Spain was still the western super power and its ships ruled the Atlantic seas alongside Portugal (both were Catholic) with the Portuguese colonising Brazil and sailing as far as southern and east Africa. Spain conquered most of present day southern USA, Argentina, Paraguay, Uruguay and ‘all other guays’ ? Soon other Europeans came to America – Dutch, French, England established colonies, some of the settlers were fleeing persecution from the Reformation-sparked religious conflicts of mainland Europe.
At the same time Roman catholic church instituted an internal counter reformation to defend the church or renew/purify its theology and orders such as Jesuits, Augustinians , Franciscans and Dominicans rose to the occasion and with missionary zeal set to evangelise China and the Far East. Internally, the inquisitions continued eventually gaining the notoriety of being an infamous way of dealing with heresy and heretics.
The Protestant lands at the beginning of the 1600s were concentrated in northern Europe e.g. Germany, Scandinavia, Scotland, Switzerland etc.
Protestant Europe was largely divided into Lutheran and Reformed (Calvinist) areas, with the Church of England (Anglican) maintaining a separate position.
Events in England are key as its religious model was exported to its colonies in Africa when it became a global empire.
According to the BBC, England King Henry VIII wanted to divorce his wife, the pope refused and Henry divorced England from the Pope declaring the King/Queen to be the head of the church. However, it was under the reign of his son King Edward VI that reformation took off in England. He abolished many rituals, stripped church artefacts and priests no longer had to be unmarried. When he died his Catholic half-sister, Queen Mary took over and set history into reverse. England once again became Catholic. Under Mary’s orders hundreds of Protestants were burned alive at the stake. Then after five years Mary died, she had no heir so her sister Elizabeth took the throne. The nation once again became Protestant and the Protestant simplicity of the churches was restored by force.
Her successor, James signed or ‘authorised’ a newly translated English Bible the King James Version (KJV) of 1611. He did not do the translation project, the puritans did, it was only presented to him because he was king and ‘head of the state church’. Its success owes much to William Tyndale earlier translation. When the Bible was in Latin and available only to priests/nobles he said “By the grace of God I will cause the boy who pushed the plough in England to know more of this book than the pope himself”.
At the beginning of the 17th century three key groups had emerged in England, two were within the church of England i.e. Anglicans and Puritans and outside it were Independents.
The Anglican could be described as the slightly reformed Catholics as it was as mixture of reformers beliefs and catholic ways with the queen instead of pope as head. Puritans desired to see a much purer church and wanted to abolish vestments (robes), candles and wanted the Word of God at the centre. Over the decades most puritans left Anglican and moved to the third group.

* _Exercise instructions_
1) In the passage on the Reformation, what year is given for the King James Version of the English Bible?
2) Using the passage on the Reformation, decide whether each statement agrees with it, and support each yes or no with a direct quotation.
(a) Protestants were burned at the stake on Queen Mary's orders.
(b) King James carried out the Bible translation himself.
(c) At the start of the 1600s, Protestant lands were concentrated mainly in southern Europe.
3) Write the next paragraph of the passage on the Reformation, picking up after its final sentence.

* _Dataset extract_
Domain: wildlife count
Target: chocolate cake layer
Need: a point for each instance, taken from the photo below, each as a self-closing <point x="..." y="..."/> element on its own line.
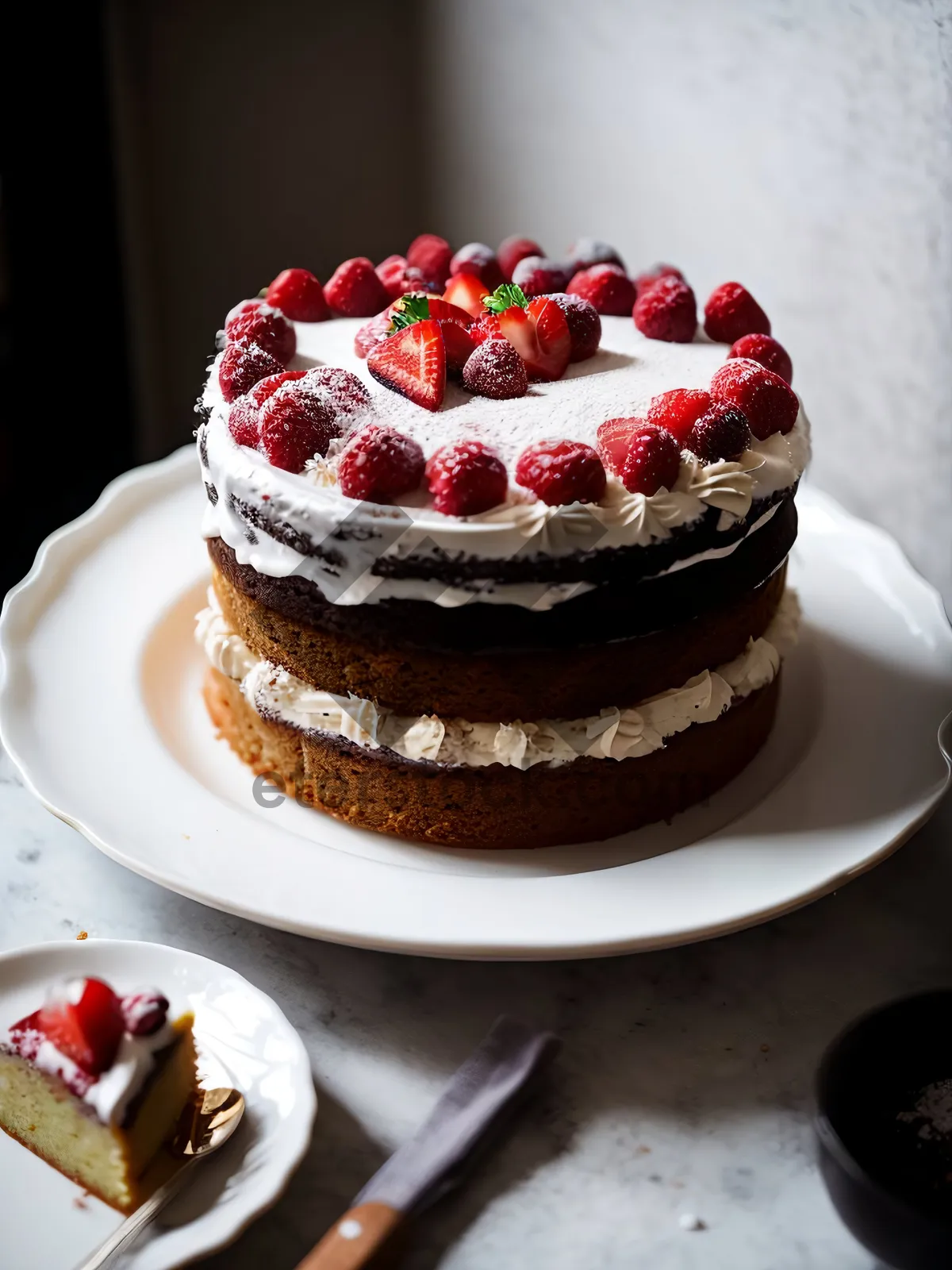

* _Exercise responses_
1) 1611

2)
(a) Yes: "Under Mary’s orders hundreds of Protestants were burned alive at the stake."
(b) No: "He did not do the translation project, the puritans did"
(c) No: "The Protestant lands at the beginning of the 1600s were concentrated in northern Europe"

3)
The Independents also known as Separatists, Congregationalists because they rejected the idea of a national church and believed each local congregation of Christians should be entirely in charge of its own affairs.
These recognised that the church is made up of only Christians who follow the Lord Jesus Christ and concluded that a person should only be baptised after believing in Christ not at birth. Some independents formed the first Baptist church in England in the same year Puritans produced the KJV.
Many of them paid with their lives.
While the deadliest European religious war took off in the continent – the Thirty years (1618-1648) the independents also suffered in England. They were misunderstood, alienated, denied jobs, and persecuted, some of them left for the New World i.e. America to establish a land of liberty and these pilgrims landed in Plymouth, USA.
No wonder America became free from the state church and everyone is free to worship their way including cults.
In 1646 George Fox started the Society of Friends known by the mockers name of Quakers for their trembling and shaking during their meetings. They ‘rediscovered’ the power of Holy Spirit to guide into all truth labelling this the inner light.
After rediscovering that God can speak inwardly through the Holy Spirit Fox went on to say “the sure word of prophecy is the Holy Spirit and not the Scriptures” which alarmed everyone. They too like others had weaknesses. Martin Luther and reformers rarely talked about the Holy Spirit and did NOT talk about baptism/receiving the Holy Spirit (Acts 19v2) or mention the Gifts of the Spirit etc, and since then protestant churches mentioned the Holy Spirit only passively if at all.
The Quakers were persecuted and are now considered the left wing or stepchildren of this era. They too fled to America and founded state pf Pennsylvania.
George Fox wrote the Foxe’s book of Martyrs narrating graphic stories of persecution and death of Christians. Even in modern times there has not been a period of 10 years since people have not been martyred somewhere in the world people are still dying for Jesus.
Another great book from this era, written from prison is Pilgrim’s Progress by John Bunyan.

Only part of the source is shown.